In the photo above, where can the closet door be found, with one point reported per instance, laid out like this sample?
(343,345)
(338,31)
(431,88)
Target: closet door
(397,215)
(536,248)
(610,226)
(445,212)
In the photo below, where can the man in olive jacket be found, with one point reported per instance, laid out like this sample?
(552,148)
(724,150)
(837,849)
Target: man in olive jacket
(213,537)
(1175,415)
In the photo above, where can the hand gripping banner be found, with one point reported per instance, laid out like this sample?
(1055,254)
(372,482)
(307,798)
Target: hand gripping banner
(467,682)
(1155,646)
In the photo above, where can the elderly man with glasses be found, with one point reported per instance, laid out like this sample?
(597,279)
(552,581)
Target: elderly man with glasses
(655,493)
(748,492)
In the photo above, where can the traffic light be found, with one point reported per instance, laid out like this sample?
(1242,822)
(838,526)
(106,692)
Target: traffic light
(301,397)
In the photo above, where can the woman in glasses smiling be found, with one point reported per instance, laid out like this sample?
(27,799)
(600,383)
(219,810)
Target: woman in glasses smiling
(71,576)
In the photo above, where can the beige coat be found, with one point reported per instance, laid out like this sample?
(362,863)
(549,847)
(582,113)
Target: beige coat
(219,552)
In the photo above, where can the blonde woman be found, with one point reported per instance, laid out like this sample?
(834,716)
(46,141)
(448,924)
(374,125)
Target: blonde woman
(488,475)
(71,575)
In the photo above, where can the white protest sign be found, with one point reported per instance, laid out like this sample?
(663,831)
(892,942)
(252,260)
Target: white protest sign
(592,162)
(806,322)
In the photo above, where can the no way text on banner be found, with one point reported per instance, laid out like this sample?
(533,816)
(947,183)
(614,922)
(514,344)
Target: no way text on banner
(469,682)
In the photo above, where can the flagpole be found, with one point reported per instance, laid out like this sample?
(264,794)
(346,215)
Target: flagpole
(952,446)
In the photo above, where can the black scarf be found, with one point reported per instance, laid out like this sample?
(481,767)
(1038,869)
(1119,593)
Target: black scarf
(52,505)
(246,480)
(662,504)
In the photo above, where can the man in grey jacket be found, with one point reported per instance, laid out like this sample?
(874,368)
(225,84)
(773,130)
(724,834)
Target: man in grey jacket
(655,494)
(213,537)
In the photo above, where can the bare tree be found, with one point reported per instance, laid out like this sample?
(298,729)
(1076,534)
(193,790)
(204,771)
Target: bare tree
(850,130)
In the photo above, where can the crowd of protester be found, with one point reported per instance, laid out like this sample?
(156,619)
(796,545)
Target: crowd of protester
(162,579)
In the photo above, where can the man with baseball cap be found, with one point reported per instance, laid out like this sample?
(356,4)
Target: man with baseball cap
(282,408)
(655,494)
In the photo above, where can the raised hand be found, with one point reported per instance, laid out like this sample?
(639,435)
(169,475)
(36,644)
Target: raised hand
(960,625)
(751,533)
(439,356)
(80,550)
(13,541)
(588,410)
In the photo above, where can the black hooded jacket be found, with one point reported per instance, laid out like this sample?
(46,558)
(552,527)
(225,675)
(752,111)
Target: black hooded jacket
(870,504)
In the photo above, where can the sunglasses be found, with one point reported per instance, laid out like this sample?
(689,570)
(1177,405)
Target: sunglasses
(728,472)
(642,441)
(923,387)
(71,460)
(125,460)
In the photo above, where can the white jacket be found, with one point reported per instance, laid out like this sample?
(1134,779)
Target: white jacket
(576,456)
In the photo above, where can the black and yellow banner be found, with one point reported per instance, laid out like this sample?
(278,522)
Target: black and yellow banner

##########

• ACTIVITY: Say how many lines in the entries above contain the string "yellow". Give the number by itself.

• RESPONSE AREA: 2